What to work on
Copy out every line of the items below word for word, omitting the pictures.

Data for this task
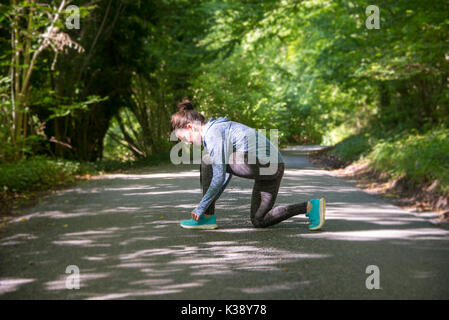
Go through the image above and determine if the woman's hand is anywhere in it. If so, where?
[192,211,200,221]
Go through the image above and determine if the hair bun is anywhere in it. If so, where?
[178,100,193,111]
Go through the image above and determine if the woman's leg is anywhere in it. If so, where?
[200,155,232,215]
[251,164,307,228]
[230,154,307,228]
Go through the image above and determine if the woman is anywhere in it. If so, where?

Full solution
Go through the image above and determine if the woman's hand is anywhere in it. If so, where?
[192,211,200,221]
Go through the image above and determine if the hair bun is anywhere in it. If so, where?
[178,100,193,111]
Go through the image above and determine if the woman's leg is anywhere in it. If so, where?
[200,155,232,215]
[251,164,307,228]
[230,154,307,228]
Go through the image above and determine if the woman is anywhere in it. If so, where?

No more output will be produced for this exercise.